→ **Work instructions**
Reproduce the data below verbatim from the line containing "Target: player's chin" through its final line, and produce nothing more.

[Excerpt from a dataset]

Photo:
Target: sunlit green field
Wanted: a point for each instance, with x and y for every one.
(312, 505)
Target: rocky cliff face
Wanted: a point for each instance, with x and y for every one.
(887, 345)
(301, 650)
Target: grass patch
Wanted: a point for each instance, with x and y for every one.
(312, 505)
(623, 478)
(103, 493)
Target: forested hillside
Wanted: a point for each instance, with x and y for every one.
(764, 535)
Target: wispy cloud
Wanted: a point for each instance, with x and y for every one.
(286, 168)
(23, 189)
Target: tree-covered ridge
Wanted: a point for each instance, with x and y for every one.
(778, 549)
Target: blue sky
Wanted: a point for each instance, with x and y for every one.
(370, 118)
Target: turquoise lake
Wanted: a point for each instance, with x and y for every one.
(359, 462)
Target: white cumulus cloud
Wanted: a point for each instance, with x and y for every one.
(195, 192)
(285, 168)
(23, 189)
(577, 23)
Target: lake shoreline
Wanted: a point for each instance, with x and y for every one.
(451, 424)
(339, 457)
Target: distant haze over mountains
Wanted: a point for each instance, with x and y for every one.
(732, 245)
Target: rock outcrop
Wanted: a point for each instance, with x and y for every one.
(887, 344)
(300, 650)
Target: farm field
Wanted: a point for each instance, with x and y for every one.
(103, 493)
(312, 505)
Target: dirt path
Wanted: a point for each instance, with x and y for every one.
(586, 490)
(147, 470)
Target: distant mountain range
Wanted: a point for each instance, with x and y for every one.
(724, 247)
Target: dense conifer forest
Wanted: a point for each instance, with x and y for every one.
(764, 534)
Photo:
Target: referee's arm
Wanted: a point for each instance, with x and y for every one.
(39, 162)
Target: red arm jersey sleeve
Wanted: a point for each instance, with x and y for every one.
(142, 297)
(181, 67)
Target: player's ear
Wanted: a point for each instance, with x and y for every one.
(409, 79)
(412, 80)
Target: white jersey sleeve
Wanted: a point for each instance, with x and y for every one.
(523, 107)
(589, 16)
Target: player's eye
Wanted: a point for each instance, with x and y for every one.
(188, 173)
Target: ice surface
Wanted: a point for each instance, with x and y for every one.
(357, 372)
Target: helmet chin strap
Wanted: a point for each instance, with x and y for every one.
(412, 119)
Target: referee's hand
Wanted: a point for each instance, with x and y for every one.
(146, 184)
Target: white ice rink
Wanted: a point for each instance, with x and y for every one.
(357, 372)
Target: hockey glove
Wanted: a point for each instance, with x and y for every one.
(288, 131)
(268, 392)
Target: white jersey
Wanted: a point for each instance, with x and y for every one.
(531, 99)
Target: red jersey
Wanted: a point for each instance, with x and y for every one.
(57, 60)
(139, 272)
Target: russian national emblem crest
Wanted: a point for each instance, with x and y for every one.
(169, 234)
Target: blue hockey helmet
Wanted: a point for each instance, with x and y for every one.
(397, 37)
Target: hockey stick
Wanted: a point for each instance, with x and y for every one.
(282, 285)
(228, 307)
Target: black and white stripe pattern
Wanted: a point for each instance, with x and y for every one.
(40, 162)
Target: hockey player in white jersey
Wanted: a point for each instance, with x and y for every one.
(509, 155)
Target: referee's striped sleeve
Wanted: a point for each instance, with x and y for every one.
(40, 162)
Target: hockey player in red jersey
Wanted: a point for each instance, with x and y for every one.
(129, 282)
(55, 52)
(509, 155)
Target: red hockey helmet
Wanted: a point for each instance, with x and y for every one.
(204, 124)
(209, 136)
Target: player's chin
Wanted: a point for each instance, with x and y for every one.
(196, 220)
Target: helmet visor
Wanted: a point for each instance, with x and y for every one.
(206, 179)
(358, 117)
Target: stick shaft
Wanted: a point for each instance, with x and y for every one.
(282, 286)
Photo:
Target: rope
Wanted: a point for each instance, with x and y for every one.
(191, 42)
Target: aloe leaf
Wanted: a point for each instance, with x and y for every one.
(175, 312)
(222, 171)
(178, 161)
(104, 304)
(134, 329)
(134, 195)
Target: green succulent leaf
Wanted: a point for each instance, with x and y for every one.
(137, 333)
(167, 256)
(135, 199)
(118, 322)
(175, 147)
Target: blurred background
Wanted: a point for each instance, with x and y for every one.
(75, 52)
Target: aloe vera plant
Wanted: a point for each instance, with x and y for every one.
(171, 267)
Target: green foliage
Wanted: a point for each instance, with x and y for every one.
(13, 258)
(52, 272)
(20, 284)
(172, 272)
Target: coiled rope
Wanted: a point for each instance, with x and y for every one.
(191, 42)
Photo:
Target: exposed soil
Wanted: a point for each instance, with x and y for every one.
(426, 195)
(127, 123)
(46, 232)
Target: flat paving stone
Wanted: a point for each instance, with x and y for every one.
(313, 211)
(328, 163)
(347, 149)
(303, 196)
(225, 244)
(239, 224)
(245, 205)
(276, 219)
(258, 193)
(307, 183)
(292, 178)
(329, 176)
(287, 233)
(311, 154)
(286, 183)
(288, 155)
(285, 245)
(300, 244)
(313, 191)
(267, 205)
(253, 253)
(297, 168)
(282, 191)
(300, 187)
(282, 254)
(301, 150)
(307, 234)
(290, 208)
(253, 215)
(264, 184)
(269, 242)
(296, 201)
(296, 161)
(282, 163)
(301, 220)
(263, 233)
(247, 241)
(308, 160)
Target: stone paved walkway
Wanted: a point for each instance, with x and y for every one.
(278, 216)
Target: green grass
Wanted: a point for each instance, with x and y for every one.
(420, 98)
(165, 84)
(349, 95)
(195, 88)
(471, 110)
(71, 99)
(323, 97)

→ **Written solution**
Target: player's chin
Wanted: a point for each instance, with x and y for every one.
(196, 220)
Target: helmet visor
Wanted: a point for each instance, with x and y for every one.
(206, 179)
(358, 117)
Target: stick shaft
Wanted: a point for each instance, with x and y for every one.
(282, 286)
Photo:
Target: rope
Wanted: a point for each instance, with x and y for every one.
(191, 42)
Target: aloe leaf
Wanted: a point for each instance, with x and y for every one.
(175, 312)
(222, 171)
(178, 161)
(104, 304)
(134, 329)
(134, 195)
Target: green succulent leaf
Wanted: a point for each instance, with x and y for every one.
(137, 333)
(167, 256)
(135, 199)
(118, 322)
(175, 147)
Target: blurred background
Wanted: a point for each instance, with x and y for every one.
(75, 52)
Target: aloe vera plant
Wanted: a point for each instance, with x and y for every one.
(171, 267)
Target: green foliage
Wanted: a point for each instance, with x and y for every one.
(13, 258)
(52, 272)
(20, 284)
(172, 272)
Target: coiled rope
Wanted: a point for each instance, with x and y for every one.
(191, 42)
Photo:
Target: exposed soil
Wanted: a point for each instance, with x and y for every one.
(426, 195)
(127, 123)
(46, 232)
Target: flat paving stone
Wanted: a point for each instance, with x and y for every one.
(313, 211)
(328, 163)
(347, 149)
(303, 196)
(225, 244)
(239, 224)
(245, 205)
(276, 219)
(258, 193)
(307, 183)
(292, 178)
(329, 176)
(287, 233)
(311, 154)
(286, 183)
(288, 155)
(285, 245)
(300, 244)
(313, 191)
(267, 205)
(253, 253)
(297, 168)
(282, 191)
(300, 187)
(282, 254)
(301, 150)
(307, 234)
(290, 208)
(253, 215)
(264, 184)
(269, 242)
(296, 201)
(296, 161)
(282, 163)
(301, 220)
(263, 233)
(247, 241)
(308, 160)
Target: stone paved walkway
Wanted: a point for each instance, with x and y for every one.
(278, 216)
Target: green grass
Wanted: a point for each instance, with x and y for every one.
(420, 98)
(165, 84)
(349, 95)
(195, 88)
(471, 110)
(71, 99)
(323, 97)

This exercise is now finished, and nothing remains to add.